### WORK INSTRUCTIONS:
All lines from the one containing "TARGET = ski track in snow" through the last line below must be duplicated exactly, with nothing outside that span.

### EXERCISE INPUTS:

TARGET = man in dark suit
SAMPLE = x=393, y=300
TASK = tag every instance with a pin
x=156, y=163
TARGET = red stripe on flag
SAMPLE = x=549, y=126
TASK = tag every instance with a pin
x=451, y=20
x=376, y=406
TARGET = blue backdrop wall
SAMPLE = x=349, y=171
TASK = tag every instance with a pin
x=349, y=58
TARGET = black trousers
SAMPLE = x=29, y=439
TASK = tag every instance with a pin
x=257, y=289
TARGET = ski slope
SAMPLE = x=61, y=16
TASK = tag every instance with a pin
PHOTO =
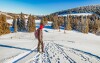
x=71, y=47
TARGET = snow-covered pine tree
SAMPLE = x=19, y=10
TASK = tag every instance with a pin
x=22, y=22
x=4, y=25
x=31, y=24
x=69, y=23
x=15, y=24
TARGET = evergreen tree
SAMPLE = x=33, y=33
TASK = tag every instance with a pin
x=69, y=23
x=31, y=24
x=55, y=22
x=22, y=22
x=4, y=26
x=15, y=24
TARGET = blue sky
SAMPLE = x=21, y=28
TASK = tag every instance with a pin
x=40, y=7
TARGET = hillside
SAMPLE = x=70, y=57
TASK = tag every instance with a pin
x=84, y=9
x=74, y=47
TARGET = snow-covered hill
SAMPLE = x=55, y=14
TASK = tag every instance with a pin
x=72, y=47
x=4, y=13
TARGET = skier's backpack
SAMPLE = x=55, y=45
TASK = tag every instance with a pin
x=36, y=33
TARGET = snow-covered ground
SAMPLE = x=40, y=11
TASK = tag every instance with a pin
x=71, y=47
x=78, y=14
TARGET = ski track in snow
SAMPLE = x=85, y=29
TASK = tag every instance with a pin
x=55, y=53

### SOLUTION FOR THIS PROBLEM:
TARGET = ski track in snow
SAMPLE = x=85, y=29
TASK = tag every instance with a pin
x=55, y=53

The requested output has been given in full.